_DIRECTIONS_
Search the records below for "Please" and copy every line it turns up in.

*** INFORMATION

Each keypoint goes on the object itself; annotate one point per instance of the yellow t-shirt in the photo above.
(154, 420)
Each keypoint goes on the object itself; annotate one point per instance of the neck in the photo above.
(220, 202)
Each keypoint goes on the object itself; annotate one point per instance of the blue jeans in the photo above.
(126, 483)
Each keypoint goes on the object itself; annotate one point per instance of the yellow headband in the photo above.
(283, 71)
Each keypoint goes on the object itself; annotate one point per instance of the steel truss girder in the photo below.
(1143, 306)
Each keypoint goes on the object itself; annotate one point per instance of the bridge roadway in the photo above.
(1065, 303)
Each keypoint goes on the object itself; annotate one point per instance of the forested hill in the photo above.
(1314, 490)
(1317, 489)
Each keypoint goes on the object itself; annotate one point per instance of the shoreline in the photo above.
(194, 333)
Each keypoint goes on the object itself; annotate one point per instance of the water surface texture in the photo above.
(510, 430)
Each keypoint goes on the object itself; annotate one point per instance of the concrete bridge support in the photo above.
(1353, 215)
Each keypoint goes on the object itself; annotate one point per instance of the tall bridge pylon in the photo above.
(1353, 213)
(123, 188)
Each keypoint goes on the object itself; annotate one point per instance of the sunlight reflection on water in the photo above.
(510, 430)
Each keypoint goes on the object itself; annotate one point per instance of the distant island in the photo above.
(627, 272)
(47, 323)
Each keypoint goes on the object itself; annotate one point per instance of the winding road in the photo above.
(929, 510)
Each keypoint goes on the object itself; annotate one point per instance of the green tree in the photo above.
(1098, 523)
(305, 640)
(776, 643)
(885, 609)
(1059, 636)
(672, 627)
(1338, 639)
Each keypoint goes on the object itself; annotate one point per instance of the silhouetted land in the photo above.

******
*** INFORMATION

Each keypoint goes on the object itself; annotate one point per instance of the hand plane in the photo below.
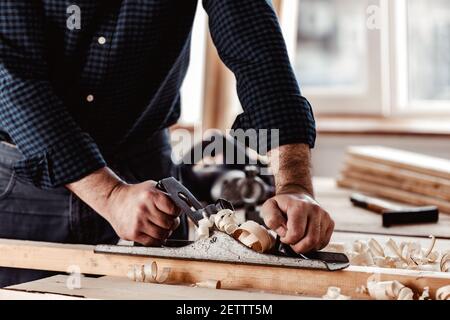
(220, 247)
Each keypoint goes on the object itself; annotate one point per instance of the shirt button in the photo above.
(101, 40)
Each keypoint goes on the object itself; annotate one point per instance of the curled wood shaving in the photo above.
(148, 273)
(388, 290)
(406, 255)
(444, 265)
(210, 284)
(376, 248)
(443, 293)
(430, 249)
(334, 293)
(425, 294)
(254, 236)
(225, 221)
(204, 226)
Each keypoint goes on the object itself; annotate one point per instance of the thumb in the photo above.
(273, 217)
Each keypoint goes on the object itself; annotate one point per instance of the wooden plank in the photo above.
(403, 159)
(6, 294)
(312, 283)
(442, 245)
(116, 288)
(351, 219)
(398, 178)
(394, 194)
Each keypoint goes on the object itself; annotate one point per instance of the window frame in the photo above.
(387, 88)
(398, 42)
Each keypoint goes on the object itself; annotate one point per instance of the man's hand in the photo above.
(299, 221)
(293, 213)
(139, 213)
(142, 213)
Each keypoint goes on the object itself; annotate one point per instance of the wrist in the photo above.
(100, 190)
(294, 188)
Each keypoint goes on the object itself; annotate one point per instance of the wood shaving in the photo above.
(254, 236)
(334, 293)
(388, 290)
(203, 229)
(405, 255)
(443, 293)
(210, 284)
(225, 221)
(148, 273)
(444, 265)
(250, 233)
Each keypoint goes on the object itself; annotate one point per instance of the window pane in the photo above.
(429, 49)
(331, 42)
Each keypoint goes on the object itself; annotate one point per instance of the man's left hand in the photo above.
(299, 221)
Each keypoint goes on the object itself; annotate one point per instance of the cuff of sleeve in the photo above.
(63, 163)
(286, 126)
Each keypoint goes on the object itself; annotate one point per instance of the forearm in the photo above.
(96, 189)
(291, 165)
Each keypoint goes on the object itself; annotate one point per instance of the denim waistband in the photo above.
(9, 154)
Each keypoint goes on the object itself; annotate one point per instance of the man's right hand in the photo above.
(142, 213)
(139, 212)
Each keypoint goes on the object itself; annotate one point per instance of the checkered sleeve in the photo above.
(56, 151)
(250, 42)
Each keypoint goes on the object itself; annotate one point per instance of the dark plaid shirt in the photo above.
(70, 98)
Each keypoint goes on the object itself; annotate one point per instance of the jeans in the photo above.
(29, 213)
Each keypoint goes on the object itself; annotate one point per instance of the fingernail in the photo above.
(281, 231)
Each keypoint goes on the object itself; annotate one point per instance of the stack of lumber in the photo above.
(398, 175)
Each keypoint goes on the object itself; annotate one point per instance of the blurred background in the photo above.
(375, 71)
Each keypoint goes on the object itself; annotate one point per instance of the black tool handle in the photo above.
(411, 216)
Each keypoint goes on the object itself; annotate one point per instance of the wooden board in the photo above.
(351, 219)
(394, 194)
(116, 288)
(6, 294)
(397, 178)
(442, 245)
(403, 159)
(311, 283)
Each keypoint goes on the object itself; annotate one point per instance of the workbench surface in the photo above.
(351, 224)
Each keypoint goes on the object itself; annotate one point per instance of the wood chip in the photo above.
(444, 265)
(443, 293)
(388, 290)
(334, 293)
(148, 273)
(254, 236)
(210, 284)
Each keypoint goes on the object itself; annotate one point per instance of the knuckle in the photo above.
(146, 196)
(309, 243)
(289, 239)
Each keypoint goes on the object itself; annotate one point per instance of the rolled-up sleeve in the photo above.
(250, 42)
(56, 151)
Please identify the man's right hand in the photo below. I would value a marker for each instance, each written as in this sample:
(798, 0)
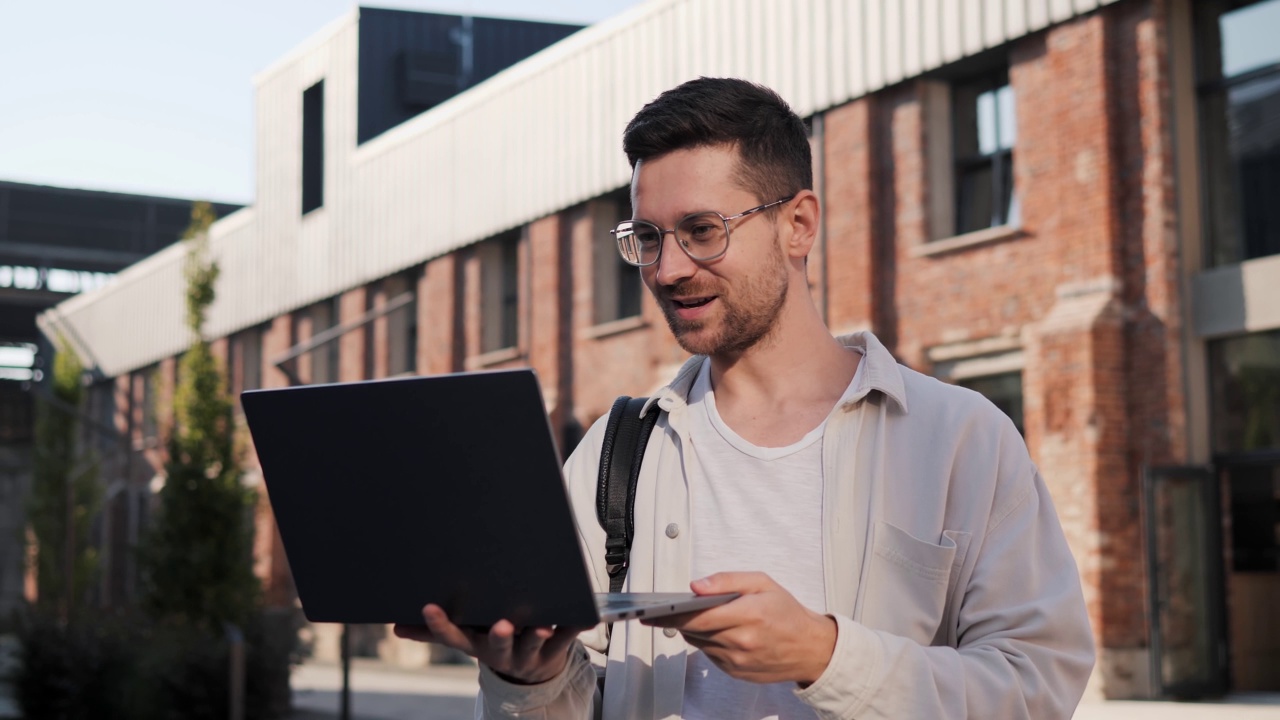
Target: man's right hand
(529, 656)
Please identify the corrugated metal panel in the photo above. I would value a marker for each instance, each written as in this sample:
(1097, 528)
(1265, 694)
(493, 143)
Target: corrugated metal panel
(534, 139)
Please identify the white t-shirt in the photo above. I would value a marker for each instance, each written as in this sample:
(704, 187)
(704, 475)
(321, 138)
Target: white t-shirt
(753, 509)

******

_ANSWER BELOW_
Please identify the man's right hand in the photo below. I would value a marker for each instance, each written as in this sample:
Please identify the corrugated metal panel in the photo above. I would value a marker for each instance, each written as in this sample:
Please identify the white t-shirt in the photo above. I would value a marker for each instance, each written as in this sample:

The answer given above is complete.